Maka pada tahap ini definisi bid’ah kita sepakati “yang dimaksud hal baru di
sini adalah hal baru dalam urusan agama”
Dalam
redaksi hadits lain petunjuk (qorinah) adanya takhshish (pembatasan) itu
terdapat pada kata “laisa ‘alaihi amruna” (bukan berasal dari urusan kami)
seperti pada hadits berikut ini :
“Man
‘amila ‘amalan laisa ‘alaihi amruna fahuwa radda” Barang siapa yang
mengamalkan suatu amalan yang bukan berasal dari urusan kami, maka
(amalan) itu tertolak”.
(H.R. Muslim).
Sedangkan
kata “radd” maknanya adalah tertolak Imam Nawawi berkata : “Telah berkata
para ahli bahasa arab bahwa yang dimaksud dengan ”radd” (tertolak) disini
bermakna di tolak yang maknanya bahwa amalan tersebut bathil tidak dianggap
sebagai ajaran agama”. (Syarah Shahih Muslim Imam Nawawi juz 16 hal
12)
Orang
masih ada saja yang meragukan keterangan “fii amrina” atau “laisa
‘alaihi amruna” sebagai qorinah (petunjuk) adanya takhshish bahwa yang
dimaksud bid’ah hanyalah bid’ah dalam perkara agama karena tak ada perkataan
yang tegas-tegas menyebut agama. Maka berikut ini kami sampaikan sabda
Rasulullah s.a.w. ketika menasehati Abu Hurairah r.a.

TANTANGAN A: Ringkaslah teks tentang bid'ah ini dalam dua kalimat.
Entri-entri berikut tidak ada hubungannya dengan teks.

[Entri mentah]
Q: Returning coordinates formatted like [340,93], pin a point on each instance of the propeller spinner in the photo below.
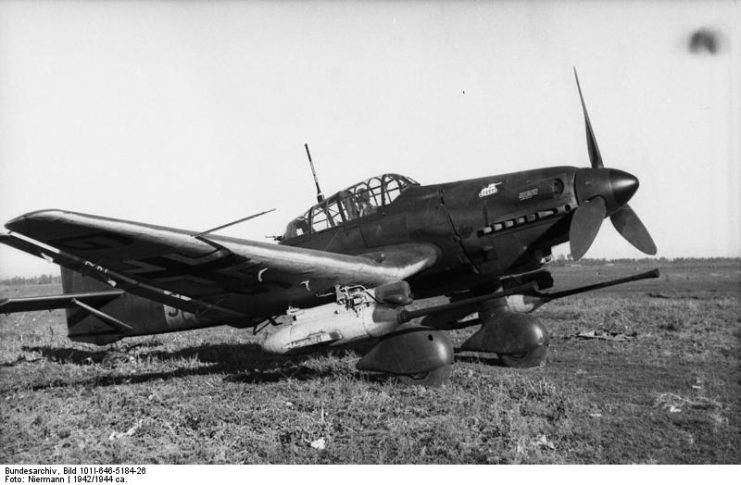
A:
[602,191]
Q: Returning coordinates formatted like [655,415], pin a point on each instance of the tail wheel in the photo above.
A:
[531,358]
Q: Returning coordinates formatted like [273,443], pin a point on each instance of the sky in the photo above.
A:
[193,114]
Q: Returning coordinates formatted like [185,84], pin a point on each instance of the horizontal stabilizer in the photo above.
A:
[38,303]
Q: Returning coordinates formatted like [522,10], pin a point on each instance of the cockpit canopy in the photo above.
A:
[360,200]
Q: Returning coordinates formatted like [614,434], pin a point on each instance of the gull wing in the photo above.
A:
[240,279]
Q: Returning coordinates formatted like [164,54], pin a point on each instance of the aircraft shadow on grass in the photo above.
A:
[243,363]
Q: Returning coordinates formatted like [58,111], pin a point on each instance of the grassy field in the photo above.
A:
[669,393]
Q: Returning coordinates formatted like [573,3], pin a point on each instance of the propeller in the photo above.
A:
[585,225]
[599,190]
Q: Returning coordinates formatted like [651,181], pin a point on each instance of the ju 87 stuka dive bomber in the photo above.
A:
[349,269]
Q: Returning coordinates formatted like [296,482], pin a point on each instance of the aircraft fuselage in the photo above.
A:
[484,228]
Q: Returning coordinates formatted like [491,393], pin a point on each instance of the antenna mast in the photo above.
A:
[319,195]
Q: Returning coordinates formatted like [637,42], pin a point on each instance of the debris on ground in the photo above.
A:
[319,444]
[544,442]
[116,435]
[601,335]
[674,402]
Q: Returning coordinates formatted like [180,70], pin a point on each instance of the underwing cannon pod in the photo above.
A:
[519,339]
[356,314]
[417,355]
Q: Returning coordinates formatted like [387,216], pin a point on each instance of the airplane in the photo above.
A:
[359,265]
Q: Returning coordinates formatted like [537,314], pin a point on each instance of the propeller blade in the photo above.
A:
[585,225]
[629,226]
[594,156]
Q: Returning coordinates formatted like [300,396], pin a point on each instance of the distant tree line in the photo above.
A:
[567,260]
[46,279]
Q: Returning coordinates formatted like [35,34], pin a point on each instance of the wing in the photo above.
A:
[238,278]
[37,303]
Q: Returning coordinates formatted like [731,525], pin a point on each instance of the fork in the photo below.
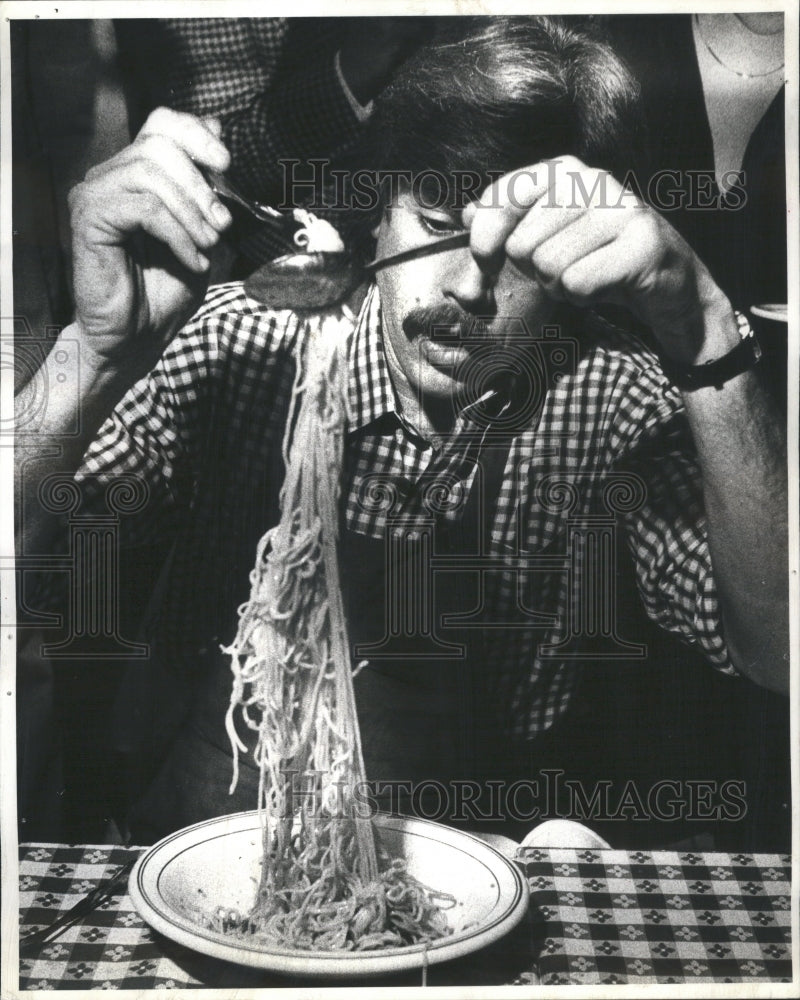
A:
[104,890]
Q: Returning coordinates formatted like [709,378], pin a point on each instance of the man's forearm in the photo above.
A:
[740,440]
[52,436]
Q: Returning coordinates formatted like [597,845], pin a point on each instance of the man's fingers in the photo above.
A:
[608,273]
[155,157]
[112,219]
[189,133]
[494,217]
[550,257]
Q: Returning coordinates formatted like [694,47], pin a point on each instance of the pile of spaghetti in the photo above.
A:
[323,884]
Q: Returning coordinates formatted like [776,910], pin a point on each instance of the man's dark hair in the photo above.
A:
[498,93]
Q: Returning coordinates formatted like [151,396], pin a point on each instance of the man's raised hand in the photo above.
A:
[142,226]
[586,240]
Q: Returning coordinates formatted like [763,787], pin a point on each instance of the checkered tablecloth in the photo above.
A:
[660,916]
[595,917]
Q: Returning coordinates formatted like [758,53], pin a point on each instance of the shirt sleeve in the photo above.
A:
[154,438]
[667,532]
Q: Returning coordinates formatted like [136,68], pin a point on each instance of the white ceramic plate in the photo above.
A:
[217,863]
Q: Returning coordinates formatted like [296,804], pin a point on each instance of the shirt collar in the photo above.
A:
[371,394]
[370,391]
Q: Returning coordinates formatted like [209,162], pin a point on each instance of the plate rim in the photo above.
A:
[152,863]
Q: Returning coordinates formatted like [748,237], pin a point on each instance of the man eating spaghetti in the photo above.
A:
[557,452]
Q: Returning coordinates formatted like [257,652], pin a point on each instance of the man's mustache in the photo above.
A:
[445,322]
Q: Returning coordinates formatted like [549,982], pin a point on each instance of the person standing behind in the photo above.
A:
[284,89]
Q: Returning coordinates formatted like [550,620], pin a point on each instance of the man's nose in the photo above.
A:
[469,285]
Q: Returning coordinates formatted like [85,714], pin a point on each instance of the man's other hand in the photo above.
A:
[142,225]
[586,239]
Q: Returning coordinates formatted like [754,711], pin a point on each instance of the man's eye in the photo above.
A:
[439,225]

==

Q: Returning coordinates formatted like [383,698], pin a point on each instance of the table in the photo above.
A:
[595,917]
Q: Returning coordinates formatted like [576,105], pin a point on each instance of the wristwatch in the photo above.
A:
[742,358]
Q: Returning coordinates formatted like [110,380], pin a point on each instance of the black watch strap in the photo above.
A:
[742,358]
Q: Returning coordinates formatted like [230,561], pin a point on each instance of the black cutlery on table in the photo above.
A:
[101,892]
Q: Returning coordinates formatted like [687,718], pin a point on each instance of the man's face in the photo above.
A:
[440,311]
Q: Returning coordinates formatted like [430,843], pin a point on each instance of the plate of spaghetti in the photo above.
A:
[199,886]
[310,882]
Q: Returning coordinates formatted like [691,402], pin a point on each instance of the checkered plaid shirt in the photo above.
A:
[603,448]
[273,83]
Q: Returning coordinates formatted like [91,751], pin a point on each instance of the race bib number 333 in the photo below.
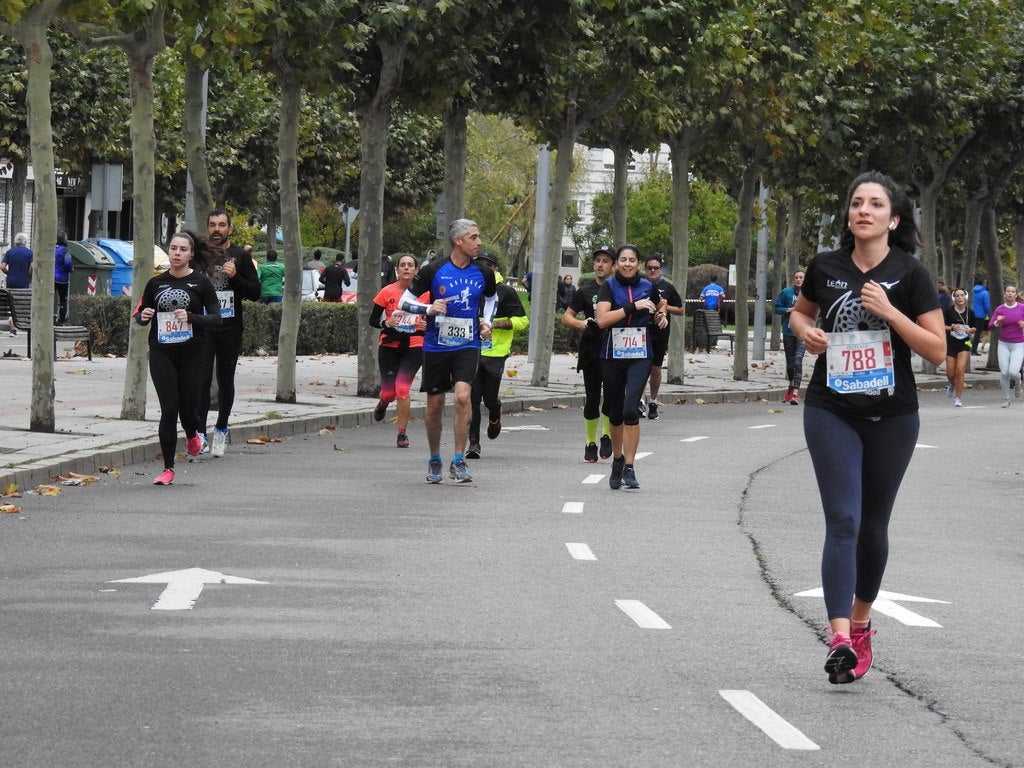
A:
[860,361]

TANTANGAN B: Tolong ekstrak setiap baris entri yang memuat kata "checkered".

KELUARAN YANG DIHARAPKAN A: Teks ini menyepakati bahwa bid'ah adalah hal baru dalam urusan agama, dan pembatasan itu ditunjukkan oleh kata "laisa 'alaihi amruna" dalam hadits riwayat Muslim yang menyatakan bahwa amalan yang bukan berasal dari urusan kami itu tertolak. Menurut Imam Nawawi, para ahli bahasa Arab menjelaskan bahwa "radd" berarti ditolak, yakni amalan tersebut batil dan tidak dianggap sebagai ajaran agama.

KELUARAN YANG DIHARAPKAN B:
Q: Returning coordinates formatted like [763,787], pin a point on each instance of the checkered tablecloth in the photo above.
Q: Returning coordinates formatted like [691,402], pin a point on each instance of the checkered plaid shirt in the photo above.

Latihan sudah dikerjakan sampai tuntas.